- **REQUIREMENT**
The answer must repeat each line of the material exactly.
==========
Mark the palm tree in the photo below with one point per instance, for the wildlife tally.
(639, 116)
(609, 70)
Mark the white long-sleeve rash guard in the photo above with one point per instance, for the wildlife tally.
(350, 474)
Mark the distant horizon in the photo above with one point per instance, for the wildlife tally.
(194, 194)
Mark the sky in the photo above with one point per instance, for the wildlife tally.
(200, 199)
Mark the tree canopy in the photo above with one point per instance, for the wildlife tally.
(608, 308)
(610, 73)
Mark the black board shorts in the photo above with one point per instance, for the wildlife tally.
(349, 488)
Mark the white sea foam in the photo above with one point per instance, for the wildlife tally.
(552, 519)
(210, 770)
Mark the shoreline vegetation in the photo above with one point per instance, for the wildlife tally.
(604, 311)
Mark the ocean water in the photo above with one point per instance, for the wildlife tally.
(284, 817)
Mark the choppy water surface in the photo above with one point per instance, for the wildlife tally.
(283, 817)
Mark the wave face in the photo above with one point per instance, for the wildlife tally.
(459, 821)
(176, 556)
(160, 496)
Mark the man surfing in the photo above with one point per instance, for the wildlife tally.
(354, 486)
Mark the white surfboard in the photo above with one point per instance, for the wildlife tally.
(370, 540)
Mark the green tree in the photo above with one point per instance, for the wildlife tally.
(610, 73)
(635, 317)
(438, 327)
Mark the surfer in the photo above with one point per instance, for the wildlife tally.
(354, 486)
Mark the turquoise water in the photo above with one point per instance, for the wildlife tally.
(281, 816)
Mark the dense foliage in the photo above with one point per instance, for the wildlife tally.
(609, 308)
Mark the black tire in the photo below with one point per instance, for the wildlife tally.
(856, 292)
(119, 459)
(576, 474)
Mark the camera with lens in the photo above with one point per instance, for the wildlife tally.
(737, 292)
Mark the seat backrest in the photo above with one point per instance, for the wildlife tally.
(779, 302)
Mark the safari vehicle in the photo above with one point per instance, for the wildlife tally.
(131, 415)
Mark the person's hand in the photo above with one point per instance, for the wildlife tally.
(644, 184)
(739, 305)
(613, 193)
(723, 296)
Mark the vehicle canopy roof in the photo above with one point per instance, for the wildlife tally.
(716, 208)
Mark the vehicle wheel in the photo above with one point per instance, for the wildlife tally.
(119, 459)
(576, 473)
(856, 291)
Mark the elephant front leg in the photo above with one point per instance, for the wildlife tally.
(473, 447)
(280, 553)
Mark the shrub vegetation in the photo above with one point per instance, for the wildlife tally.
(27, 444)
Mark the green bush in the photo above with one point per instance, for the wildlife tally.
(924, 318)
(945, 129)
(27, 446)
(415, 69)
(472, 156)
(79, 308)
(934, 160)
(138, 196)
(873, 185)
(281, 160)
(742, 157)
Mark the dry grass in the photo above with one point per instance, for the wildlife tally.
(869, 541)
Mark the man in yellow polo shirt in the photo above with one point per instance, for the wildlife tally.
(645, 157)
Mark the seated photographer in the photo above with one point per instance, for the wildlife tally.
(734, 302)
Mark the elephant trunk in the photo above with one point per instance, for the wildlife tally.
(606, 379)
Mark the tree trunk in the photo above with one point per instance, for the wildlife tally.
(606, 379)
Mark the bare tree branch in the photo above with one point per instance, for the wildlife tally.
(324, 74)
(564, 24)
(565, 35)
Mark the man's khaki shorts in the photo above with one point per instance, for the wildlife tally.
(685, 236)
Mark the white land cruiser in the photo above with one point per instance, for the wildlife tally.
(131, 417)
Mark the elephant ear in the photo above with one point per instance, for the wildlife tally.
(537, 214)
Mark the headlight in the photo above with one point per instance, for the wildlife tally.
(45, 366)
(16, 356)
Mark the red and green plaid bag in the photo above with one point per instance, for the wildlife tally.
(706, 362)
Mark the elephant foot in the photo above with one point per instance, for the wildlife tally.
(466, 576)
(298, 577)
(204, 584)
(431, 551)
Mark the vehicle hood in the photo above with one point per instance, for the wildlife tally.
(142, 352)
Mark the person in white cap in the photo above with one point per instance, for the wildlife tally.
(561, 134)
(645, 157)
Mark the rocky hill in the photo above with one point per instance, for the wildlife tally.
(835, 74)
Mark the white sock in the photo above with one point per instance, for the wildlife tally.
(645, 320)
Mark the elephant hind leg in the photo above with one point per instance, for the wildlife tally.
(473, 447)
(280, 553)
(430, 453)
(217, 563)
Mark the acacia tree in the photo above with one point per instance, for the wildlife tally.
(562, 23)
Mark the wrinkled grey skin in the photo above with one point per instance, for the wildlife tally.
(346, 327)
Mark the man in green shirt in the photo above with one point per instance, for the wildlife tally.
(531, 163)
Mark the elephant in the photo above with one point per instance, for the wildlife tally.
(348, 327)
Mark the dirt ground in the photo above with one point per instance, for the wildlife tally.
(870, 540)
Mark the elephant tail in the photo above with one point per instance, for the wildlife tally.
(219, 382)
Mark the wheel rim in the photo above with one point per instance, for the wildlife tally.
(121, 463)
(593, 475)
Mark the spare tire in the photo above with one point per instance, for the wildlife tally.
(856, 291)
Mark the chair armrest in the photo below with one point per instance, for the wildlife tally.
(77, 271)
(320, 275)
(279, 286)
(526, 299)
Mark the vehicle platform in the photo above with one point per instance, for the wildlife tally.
==========
- **ANSWER**
Mark the palm tree in the photo below with one point per instance, for the wildlife tally.
(639, 116)
(609, 70)
Mark the white long-sleeve rash guard in the photo above with one point per instance, for the wildlife tally.
(350, 474)
Mark the distant horizon in the photo above with one point per instance, for the wildlife tally.
(194, 194)
Mark the sky in the photo above with one point per instance, for the wildlife tally.
(200, 199)
Mark the tree canopy in the photo above with one point per instance, for the wildlife tally.
(608, 308)
(610, 73)
Mark the black board shorts in the photo above with one point per instance, for the wildlife tally.
(349, 488)
Mark the white sea foam in the photo above with one point per instance, for the wildlife tally.
(552, 519)
(210, 770)
Mark the shoreline vegetation in the photo above with one point per instance, for the wildlife tally.
(604, 311)
Mark the ocean water in the photo above with one point per instance, for the wildlife tally.
(284, 817)
Mark the choppy water surface in the photo above with one point per instance, for the wildlife tally.
(283, 817)
Mark the wave face in the photo above with one point per instance, for the wildlife tally.
(459, 821)
(176, 556)
(160, 496)
Mark the man surfing in the photo above with one point per instance, for the wildlife tally.
(354, 486)
Mark the white surfboard in the photo above with one point per instance, for the wildlife tally.
(370, 540)
Mark the green tree in the photo above with one point per instance, for the wildlife tally.
(610, 73)
(635, 317)
(438, 327)
Mark the surfer in the photo above with one point per instance, for the wildlife tally.
(354, 486)
Mark the turquoise water in the photo above with one point per instance, for the wildlife tally.
(281, 816)
Mark the dense foliage in the photo above with one point per instance, for the wildlife tally.
(609, 308)
Mark the black tire in the photo below with one point per instance, for the wildlife tally.
(856, 292)
(119, 459)
(576, 474)
Mark the camera with lens in the photo above with one point per instance, for the wildlife tally.
(737, 292)
Mark the seat backrest in the photo above with one point per instance, for the wildlife tally.
(779, 302)
Mark the safari vehicle in the photo above with one point per instance, for the wildlife tally.
(131, 415)
Mark the person's hand in the photo above with one point per instance, for the wildlife tally.
(644, 184)
(739, 305)
(613, 193)
(723, 296)
Mark the vehicle canopy roof in the photo above with one point per instance, for the wildlife tally.
(716, 208)
Mark the vehicle wheel in the photo above with one point per instance, for the wildlife tally.
(119, 459)
(576, 473)
(856, 291)
Mark the elephant front leg in the photo above with one point per instance, for the wildlife tally.
(473, 447)
(280, 553)
Mark the shrub vegetation in the photo above with one point per instance, for the wildlife tally.
(27, 444)
Mark the green bush in the photo above with one point per instance, for the wildlife tally.
(924, 318)
(945, 129)
(27, 446)
(415, 69)
(472, 156)
(79, 308)
(934, 160)
(138, 196)
(873, 185)
(281, 160)
(742, 157)
Mark the dry grass in the photo above with one point per instance, for the wildlife tally.
(869, 541)
Mark the man in yellow polo shirt in the photo above with one point per instance, for the wildlife tally.
(645, 157)
Mark the seated photographer in the photo above with one point per instance, for the wildlife tally.
(734, 302)
Mark the elephant trunk in the photo above with one point per instance, for the wildlife tally.
(606, 379)
Mark the tree trunk in the photo above with one point per instance, for the wildlife tally.
(606, 379)
Mark the bare tree branch in the photo above with one point per instance, for the wildlife tally.
(324, 74)
(564, 24)
(565, 35)
Mark the man's khaki shorts in the photo above with one point per instance, for the wildlife tally.
(685, 236)
Mark the white land cruiser in the photo above with one point per instance, for the wildlife tally.
(131, 417)
Mark the elephant ear in the photo above with one point per instance, for the wildlife tally.
(537, 214)
Mark the headlight in the photo above with one point per instance, for the wildlife tally.
(45, 366)
(16, 356)
Mark the red and green plaid bag in the photo above with one point per instance, for the wildlife tally.
(706, 362)
Mark the elephant foot in the photo above with one point per instance, for the wildlife tally.
(466, 576)
(298, 577)
(204, 584)
(431, 551)
Mark the vehicle hood in the photo above with one point per instance, for the wildlife tally.
(142, 352)
Mark the person in white cap in the photo above with one point per instance, for the wildlife tally.
(561, 134)
(645, 157)
Mark the rocky hill in the photo above with one point per instance, for the wildlife tally.
(835, 74)
Mark the white sock in the photo above with one point per instance, for the wildlife tally.
(645, 320)
Mark the elephant hind leg in the photo above with one point per instance, for the wildlife tally.
(473, 447)
(280, 553)
(430, 453)
(217, 563)
Mark the acacia tree in the photo above with one point per instance, for the wildlife tally.
(562, 23)
Mark the wrinkled grey skin in the photo above with one point per instance, for the wildlife tally.
(346, 327)
Mark the man in green shirt in the photo above with one point per instance, for the wildlife tally.
(531, 163)
Mark the elephant in the photo above with one point per instance, for the wildlife tally.
(348, 327)
Mark the dirt ground in the photo above with one point per instance, for the wildlife tally.
(870, 540)
Mark the elephant tail in the photo above with one point per instance, for the wildlife tally.
(219, 382)
Mark the wheel rim in the photo above with one point per instance, for the wildlife tally.
(121, 463)
(593, 475)
Mark the spare tire in the photo above with one point per instance, for the wildlife tally.
(856, 291)
Mark the chair armrest in the photo below with one point per instance, for the wildlife tally.
(77, 271)
(320, 275)
(279, 286)
(526, 299)
Mark the vehicle platform in the photo above with one point per instance, for the wildlife tally.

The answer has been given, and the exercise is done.